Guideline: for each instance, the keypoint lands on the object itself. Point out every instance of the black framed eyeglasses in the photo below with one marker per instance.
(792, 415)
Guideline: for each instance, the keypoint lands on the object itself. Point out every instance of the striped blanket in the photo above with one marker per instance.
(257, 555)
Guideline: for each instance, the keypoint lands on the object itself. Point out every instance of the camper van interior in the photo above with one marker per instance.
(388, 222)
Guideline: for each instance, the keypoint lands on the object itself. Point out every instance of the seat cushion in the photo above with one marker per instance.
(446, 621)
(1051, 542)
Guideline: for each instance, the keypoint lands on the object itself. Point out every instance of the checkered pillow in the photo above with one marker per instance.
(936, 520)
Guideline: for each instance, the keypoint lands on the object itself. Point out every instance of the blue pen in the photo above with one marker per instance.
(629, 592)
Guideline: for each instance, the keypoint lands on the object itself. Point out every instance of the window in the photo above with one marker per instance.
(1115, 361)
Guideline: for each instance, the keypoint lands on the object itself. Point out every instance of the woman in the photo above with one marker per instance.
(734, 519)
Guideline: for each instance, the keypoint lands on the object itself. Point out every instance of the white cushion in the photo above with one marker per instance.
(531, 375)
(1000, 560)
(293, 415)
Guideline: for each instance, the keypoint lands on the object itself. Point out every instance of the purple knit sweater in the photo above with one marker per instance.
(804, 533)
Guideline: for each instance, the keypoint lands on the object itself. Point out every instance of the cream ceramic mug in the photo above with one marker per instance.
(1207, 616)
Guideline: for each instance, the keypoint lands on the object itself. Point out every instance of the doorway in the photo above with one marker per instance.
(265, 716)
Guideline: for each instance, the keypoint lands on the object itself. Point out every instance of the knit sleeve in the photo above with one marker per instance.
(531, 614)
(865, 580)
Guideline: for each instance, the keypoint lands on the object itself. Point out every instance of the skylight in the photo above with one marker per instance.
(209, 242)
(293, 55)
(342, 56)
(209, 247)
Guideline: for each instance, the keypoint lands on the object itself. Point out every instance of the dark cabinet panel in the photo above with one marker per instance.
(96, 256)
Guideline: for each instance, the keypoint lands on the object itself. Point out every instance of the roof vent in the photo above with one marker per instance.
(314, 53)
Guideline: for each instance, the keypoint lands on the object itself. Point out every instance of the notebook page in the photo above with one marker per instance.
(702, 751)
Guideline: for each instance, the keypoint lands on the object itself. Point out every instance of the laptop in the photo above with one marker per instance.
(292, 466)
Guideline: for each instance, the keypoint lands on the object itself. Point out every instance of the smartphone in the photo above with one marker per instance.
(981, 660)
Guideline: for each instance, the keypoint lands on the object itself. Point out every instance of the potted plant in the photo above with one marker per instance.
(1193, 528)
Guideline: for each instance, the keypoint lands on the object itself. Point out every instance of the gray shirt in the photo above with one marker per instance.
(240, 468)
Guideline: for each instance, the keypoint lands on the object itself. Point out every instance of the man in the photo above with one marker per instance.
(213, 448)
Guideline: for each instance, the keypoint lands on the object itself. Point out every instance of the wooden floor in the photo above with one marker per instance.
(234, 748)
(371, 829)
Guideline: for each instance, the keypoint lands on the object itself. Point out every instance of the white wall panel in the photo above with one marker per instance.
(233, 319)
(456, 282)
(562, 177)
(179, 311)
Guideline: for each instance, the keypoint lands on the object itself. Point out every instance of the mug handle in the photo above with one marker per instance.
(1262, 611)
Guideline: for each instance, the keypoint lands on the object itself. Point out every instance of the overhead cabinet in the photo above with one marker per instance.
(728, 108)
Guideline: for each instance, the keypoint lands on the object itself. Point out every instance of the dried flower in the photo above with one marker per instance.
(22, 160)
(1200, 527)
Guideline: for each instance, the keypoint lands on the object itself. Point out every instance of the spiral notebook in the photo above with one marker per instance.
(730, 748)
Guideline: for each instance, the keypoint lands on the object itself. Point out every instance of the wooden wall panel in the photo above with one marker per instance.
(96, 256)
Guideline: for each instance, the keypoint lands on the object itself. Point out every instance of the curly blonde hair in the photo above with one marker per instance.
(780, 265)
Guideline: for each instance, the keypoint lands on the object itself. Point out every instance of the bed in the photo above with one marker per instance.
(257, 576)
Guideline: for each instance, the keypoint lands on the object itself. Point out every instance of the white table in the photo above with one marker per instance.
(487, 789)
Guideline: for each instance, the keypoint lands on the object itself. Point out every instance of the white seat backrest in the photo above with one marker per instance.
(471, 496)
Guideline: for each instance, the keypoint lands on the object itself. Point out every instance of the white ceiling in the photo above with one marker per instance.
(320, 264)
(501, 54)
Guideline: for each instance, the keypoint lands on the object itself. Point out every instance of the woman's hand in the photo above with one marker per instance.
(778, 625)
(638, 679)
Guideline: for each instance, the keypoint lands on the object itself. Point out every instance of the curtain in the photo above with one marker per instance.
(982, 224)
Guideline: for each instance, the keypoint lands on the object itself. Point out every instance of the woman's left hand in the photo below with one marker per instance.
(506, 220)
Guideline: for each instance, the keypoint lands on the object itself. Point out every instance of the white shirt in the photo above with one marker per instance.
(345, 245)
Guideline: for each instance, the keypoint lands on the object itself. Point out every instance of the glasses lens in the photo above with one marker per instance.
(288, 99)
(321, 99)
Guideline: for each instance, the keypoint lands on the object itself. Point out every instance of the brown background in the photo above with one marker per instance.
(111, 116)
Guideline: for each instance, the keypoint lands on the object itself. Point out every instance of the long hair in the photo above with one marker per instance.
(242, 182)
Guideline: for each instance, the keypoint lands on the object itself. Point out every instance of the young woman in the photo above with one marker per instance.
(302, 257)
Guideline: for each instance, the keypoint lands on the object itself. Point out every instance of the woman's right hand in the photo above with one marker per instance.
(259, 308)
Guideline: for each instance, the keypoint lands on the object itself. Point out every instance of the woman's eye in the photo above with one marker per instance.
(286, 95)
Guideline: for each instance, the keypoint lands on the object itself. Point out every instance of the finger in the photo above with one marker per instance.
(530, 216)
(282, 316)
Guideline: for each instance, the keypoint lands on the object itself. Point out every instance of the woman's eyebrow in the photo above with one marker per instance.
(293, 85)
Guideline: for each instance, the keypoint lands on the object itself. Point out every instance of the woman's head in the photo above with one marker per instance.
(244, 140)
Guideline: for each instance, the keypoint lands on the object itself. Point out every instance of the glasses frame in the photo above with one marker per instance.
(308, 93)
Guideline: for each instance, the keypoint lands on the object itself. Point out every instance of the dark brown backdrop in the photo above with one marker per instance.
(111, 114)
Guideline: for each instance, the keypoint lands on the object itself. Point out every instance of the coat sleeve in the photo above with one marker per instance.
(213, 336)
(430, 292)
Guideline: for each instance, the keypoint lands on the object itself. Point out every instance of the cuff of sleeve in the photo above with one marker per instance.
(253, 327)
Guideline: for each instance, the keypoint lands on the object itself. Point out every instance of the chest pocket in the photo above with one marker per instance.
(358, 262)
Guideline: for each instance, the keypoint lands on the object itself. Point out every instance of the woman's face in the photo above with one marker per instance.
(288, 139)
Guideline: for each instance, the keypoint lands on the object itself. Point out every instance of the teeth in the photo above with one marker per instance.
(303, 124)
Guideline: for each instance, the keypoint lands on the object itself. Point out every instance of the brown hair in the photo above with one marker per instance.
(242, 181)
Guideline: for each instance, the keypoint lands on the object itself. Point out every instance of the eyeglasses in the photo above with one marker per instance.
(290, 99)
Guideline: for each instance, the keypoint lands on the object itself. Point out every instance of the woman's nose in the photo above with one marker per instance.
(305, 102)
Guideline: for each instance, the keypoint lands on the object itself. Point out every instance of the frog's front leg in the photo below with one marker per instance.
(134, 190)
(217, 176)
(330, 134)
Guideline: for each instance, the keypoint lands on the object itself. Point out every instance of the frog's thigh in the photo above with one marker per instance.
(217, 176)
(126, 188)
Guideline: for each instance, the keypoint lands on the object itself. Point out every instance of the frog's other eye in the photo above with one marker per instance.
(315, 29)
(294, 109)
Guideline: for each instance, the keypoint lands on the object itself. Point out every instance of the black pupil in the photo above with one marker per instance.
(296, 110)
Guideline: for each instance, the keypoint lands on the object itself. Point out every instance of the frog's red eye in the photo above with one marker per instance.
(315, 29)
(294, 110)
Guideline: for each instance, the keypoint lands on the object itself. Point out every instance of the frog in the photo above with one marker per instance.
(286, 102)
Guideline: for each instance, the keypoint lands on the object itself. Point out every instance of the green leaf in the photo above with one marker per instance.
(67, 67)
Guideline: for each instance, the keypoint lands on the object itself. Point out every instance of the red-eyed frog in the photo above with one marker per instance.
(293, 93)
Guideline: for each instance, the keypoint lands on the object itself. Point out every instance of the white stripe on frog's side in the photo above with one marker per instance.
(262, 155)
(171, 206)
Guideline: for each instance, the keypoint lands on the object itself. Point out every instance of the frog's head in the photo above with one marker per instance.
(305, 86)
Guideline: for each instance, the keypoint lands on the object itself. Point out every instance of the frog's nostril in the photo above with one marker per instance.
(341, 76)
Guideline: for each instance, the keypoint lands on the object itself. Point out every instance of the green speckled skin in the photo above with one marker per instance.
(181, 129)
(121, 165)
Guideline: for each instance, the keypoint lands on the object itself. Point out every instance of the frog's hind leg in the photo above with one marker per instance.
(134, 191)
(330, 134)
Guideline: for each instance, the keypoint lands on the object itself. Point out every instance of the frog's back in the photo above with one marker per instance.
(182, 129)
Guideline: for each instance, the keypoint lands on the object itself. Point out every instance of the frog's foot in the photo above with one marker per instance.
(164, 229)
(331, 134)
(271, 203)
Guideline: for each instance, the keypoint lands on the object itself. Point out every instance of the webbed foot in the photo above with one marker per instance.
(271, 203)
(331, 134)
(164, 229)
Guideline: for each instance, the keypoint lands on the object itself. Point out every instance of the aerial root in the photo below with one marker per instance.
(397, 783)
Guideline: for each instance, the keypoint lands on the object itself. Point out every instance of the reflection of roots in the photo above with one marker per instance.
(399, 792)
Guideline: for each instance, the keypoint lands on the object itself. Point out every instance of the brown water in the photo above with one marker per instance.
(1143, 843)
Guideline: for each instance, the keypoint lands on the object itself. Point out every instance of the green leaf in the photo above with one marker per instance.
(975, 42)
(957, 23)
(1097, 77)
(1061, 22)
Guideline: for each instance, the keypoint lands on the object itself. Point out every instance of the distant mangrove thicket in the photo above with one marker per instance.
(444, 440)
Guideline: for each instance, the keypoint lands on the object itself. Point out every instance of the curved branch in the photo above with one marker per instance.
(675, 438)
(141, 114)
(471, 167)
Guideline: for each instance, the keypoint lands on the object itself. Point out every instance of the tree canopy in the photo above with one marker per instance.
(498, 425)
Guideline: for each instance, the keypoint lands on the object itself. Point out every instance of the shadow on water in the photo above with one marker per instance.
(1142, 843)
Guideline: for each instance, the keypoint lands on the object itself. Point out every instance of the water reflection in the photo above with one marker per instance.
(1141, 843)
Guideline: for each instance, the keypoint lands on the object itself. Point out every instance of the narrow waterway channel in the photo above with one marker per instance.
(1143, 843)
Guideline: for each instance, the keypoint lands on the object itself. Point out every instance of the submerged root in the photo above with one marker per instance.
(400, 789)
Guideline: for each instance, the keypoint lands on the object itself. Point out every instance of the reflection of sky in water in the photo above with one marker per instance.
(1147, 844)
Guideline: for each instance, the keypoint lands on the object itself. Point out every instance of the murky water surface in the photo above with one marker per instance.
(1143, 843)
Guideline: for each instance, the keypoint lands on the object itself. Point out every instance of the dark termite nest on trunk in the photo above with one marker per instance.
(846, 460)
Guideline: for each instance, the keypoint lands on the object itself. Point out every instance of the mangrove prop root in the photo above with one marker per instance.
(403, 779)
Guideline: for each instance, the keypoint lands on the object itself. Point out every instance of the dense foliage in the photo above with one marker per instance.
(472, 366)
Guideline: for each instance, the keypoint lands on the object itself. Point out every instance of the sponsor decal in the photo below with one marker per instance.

◇ ◇ ◇ ◇

Print nothing but the lines from the line with "of the water" to the last line of the records above. Both of those lines count.

Guideline: for each instance, the keypoint lands on the object itself. Point out every instance of the water reflection in the photo above with one marker per instance.
(1141, 843)
Guideline: for each instance, the keypoint lands on the object itself. Point out every instance of the narrow waterway channel in the photo above with one marker per instance.
(1143, 843)
Guideline: for each instance, the keypoint lands on the object itself. Point out every instance of the submerged root in the photo above with one marker per instance.
(400, 789)
Guideline: for each instance, the keypoint lands on the object itself. Point out every instance of the reflection of sky in water in the photo above with one marker per instance.
(1147, 844)
Guideline: for each instance, the keypoint lands on the object itself. Point out every instance of the murky water surface in the photo above with one marker per instance.
(1143, 843)
Guideline: for each instance, the keypoint lands on the object itself. Point out every instance of the dark termite nest on trunk in the photo above with one marker per instance.
(846, 460)
Guideline: for each instance, the keypoint lands on the object itself. Point out every instance of the mangrove prop root in the photo above with one marker per instance.
(403, 779)
Guideline: for each instance, the keypoint lands on the object itself. Point out every instance of the dense foliage in the photo above with one marker per instance.
(472, 366)
Guideline: for each instance, the keypoint lands on the object itself. Point out every instance of the sponsor decal in the photo below with one marker per instance.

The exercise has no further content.